(begin)

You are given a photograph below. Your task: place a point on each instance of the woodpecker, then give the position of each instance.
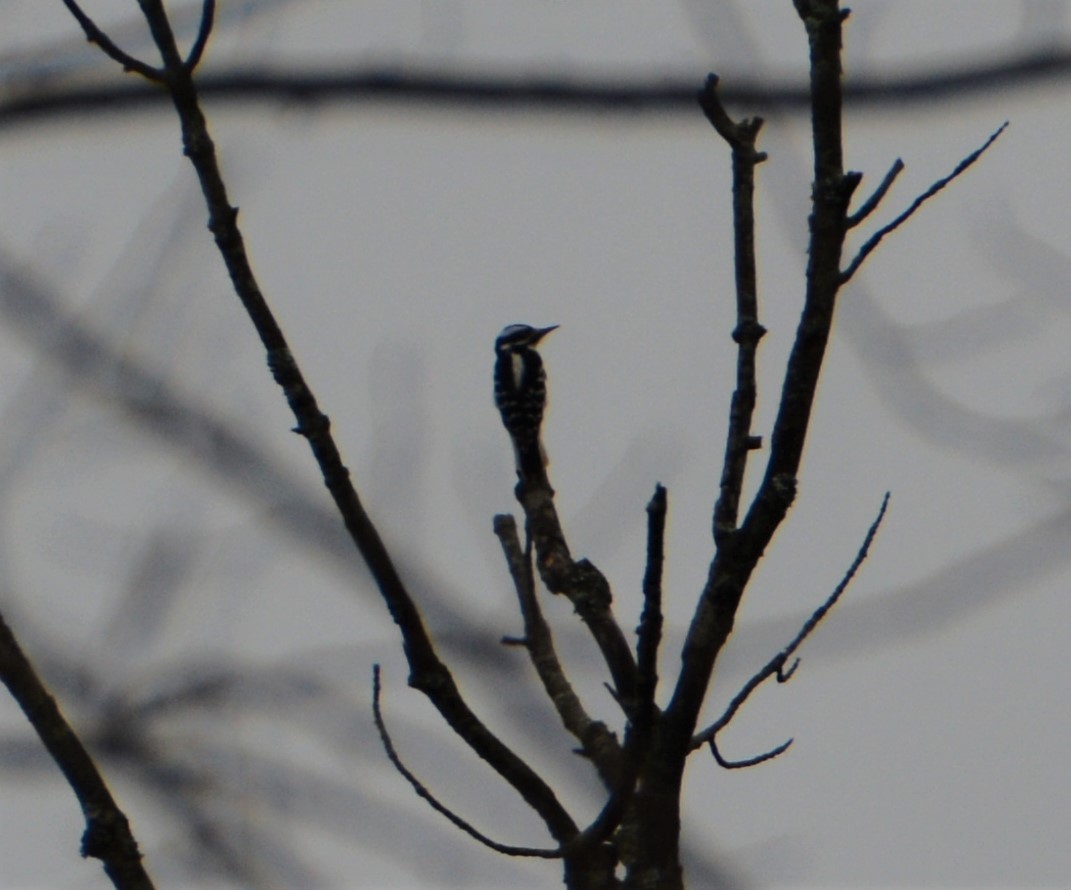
(521, 392)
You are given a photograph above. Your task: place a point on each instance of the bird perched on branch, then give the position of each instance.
(521, 393)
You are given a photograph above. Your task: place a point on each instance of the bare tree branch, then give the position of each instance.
(871, 204)
(208, 16)
(667, 95)
(875, 239)
(107, 834)
(427, 673)
(739, 442)
(94, 34)
(422, 792)
(777, 665)
(598, 742)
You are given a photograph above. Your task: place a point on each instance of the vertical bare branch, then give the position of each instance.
(598, 742)
(427, 672)
(741, 137)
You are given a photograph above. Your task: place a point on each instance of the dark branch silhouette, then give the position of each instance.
(536, 92)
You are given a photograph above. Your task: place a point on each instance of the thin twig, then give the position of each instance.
(581, 583)
(649, 633)
(107, 834)
(422, 792)
(748, 762)
(427, 673)
(871, 204)
(94, 34)
(208, 16)
(777, 665)
(875, 239)
(739, 442)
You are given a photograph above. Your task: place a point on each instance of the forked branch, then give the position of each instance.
(872, 242)
(775, 667)
(427, 673)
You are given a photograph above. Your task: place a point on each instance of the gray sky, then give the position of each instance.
(394, 242)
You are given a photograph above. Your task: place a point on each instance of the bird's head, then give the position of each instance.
(521, 336)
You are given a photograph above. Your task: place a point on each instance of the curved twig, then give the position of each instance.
(94, 34)
(775, 667)
(875, 239)
(422, 792)
(107, 834)
(208, 16)
(748, 762)
(427, 673)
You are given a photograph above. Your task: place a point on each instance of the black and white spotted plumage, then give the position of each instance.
(521, 392)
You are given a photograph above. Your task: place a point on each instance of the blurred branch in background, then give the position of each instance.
(420, 84)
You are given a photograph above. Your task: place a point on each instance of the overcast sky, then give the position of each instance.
(394, 241)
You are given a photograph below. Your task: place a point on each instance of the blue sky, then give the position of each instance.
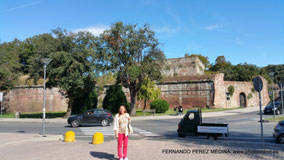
(249, 31)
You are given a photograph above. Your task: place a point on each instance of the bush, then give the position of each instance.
(160, 105)
(114, 98)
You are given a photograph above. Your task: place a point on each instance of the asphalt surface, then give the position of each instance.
(244, 130)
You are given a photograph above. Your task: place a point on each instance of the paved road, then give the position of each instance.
(244, 129)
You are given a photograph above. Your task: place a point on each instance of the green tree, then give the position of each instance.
(220, 64)
(148, 91)
(9, 64)
(133, 53)
(278, 71)
(73, 62)
(114, 98)
(160, 105)
(203, 59)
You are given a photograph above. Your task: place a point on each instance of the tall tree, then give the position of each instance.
(9, 64)
(73, 66)
(73, 63)
(148, 91)
(134, 53)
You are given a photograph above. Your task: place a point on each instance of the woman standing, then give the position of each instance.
(121, 129)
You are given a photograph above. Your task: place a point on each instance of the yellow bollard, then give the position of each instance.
(69, 136)
(98, 138)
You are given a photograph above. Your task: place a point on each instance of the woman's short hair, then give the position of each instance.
(124, 108)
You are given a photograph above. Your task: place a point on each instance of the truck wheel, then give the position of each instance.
(181, 135)
(215, 137)
(75, 123)
(105, 122)
(212, 136)
(280, 139)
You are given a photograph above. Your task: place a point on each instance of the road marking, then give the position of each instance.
(108, 131)
(145, 132)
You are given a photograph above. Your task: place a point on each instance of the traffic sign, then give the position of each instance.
(257, 83)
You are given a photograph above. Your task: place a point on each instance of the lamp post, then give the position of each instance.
(45, 62)
(271, 75)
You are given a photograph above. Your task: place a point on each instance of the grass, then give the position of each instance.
(276, 119)
(35, 115)
(172, 112)
(138, 113)
(7, 115)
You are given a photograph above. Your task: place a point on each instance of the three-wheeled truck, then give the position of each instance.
(191, 124)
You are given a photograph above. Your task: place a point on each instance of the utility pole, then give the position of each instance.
(45, 62)
(271, 75)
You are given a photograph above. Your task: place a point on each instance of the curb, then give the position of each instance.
(138, 118)
(38, 138)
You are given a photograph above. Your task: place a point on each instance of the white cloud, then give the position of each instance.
(215, 27)
(238, 41)
(95, 30)
(22, 6)
(166, 29)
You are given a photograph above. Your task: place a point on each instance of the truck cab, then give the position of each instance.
(188, 124)
(191, 124)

(end)

Give every line of the entries above as a JSON list of strings, one string per line, with blank lines skipped and the pictures left out.

[
  "You are given a photograph below. Your task: place a point on each instance of the woodpecker, then give the position of each instance.",
  "(521, 392)",
  "You are given a photograph above. Your task: place a point on each instance of the bird perched on branch, then give the position of each instance.",
  "(521, 393)",
  "You are given a photograph above. Your task: place a point on each instance of the bare tree branch, then give the position of each instance.",
  "(871, 204)",
  "(208, 16)",
  "(667, 95)",
  "(875, 239)",
  "(107, 834)",
  "(427, 673)",
  "(739, 442)",
  "(94, 34)",
  "(422, 792)",
  "(777, 665)",
  "(598, 742)",
  "You are given a photograph above. Your task: place a point on each instance of the vertical bare branch, then give the position of each instance.",
  "(598, 742)",
  "(427, 672)",
  "(741, 137)",
  "You are given a photograph above. Your task: place a point on each instance of the dark branch silhouette, then give the position of each instance.",
  "(536, 92)",
  "You are given a photograph above. Your task: place a point on each instance of the thin twig, then give the position of each instance.",
  "(581, 583)",
  "(649, 633)",
  "(107, 834)",
  "(422, 792)",
  "(748, 762)",
  "(427, 673)",
  "(871, 204)",
  "(94, 34)",
  "(208, 16)",
  "(777, 665)",
  "(875, 239)",
  "(739, 442)",
  "You are given a photograph above. Your task: place a point on each instance of the forked branch, then give the position of each instance.",
  "(872, 242)",
  "(775, 667)",
  "(427, 673)",
  "You are given a photograph above. Your task: place a point on each instance of the gray sky, then give the position of each instance.",
  "(394, 242)",
  "You are given a photograph above. Your task: place a point on each instance of the bird's head, then give the position of each instance.",
  "(521, 336)",
  "You are given a photograph above. Your task: place a point on each instance of the curved twig, then give the position of each instance.",
  "(94, 34)",
  "(775, 667)",
  "(875, 239)",
  "(422, 792)",
  "(107, 834)",
  "(208, 16)",
  "(748, 762)",
  "(427, 673)",
  "You are given a photograph above. Your task: place a point on each instance of the black and white spotted plumage, then give the position of each instance.",
  "(521, 392)",
  "You are given a photograph above. Your task: place a point on each instance of the blurred branch in background, then give the position of each instance.",
  "(420, 84)",
  "You are given a photograph above. Your task: place a point on each instance of the overcast sky, then give the position of each instance.",
  "(394, 241)",
  "You are given a photograph below. Your task: place a point on each instance of the blue sky, then give the position of each instance.",
  "(249, 31)",
  "You are given a photograph above. Your task: place a point on each instance of the bush, then give the position of each instance.",
  "(160, 105)",
  "(114, 98)",
  "You are given a photograph above. Your task: place a point on each instance of the asphalt surface, then give the position of each instance.",
  "(244, 130)",
  "You are given a photograph above. Your task: place a point on each instance of the paved road, then give the position of each instance.",
  "(244, 129)",
  "You are given a photograph above. Your task: place a point on each instance of the green tree, then give the position of each instance.",
  "(220, 64)",
  "(148, 91)",
  "(9, 64)",
  "(133, 53)",
  "(278, 71)",
  "(73, 62)",
  "(114, 98)",
  "(160, 105)",
  "(203, 59)",
  "You are given a photograph above. Your task: place a point on each instance of the tall tree, then give the position of each instance.",
  "(9, 64)",
  "(73, 66)",
  "(73, 63)",
  "(148, 91)",
  "(134, 53)",
  "You are given a photograph above. Your task: place a point on each instance of the woman standing, then give the position of each instance.",
  "(121, 129)",
  "You are given a photograph above. Your task: place a point on each instance of the yellow bollard, then give the position of each instance.",
  "(69, 136)",
  "(98, 138)",
  "You are given a photograph above. Your task: place a point on each instance of the woman's short hair, then give the position of each instance.",
  "(124, 108)",
  "You are given a photograph above. Your task: place a point on each instance of the truck wheel, then give the position of each instance.",
  "(181, 135)",
  "(215, 137)",
  "(75, 123)",
  "(105, 122)",
  "(212, 136)",
  "(280, 139)",
  "You are given a photograph above. Your task: place a point on each instance of the road marking, then give the position of each instance.",
  "(108, 131)",
  "(145, 132)",
  "You are given a photograph above. Your task: place a point on each instance of the traffic sign, then give the position of each instance.",
  "(257, 83)",
  "You are given a photograph above. Your task: place a point on each instance of the lamp post, then give the position of each instance.",
  "(45, 62)",
  "(271, 75)",
  "You are given a photograph above. Your task: place a point on each instance of the grass, then give the position of each instance.",
  "(276, 119)",
  "(35, 115)",
  "(172, 112)",
  "(138, 113)",
  "(7, 115)",
  "You are given a photograph above. Your task: place a point on each instance of the three-wheeled truck, then give the position of each instance.",
  "(191, 124)",
  "You are given a photograph above. Your task: place a point on each instance of the utility pole, then give the position of each instance.",
  "(45, 62)",
  "(271, 75)",
  "You are given a photograph above. Your task: place a point on each instance of the curb, then give the position of each instance.",
  "(138, 118)",
  "(38, 138)",
  "You are given a photograph above. Your task: place a point on each instance of the white cloud, then give the position of each instance.",
  "(215, 27)",
  "(238, 41)",
  "(95, 30)",
  "(22, 6)",
  "(166, 29)",
  "You are given a photograph above. Your task: place a point on each instance of the truck cab, then give the position of each instance.",
  "(188, 124)",
  "(191, 124)"
]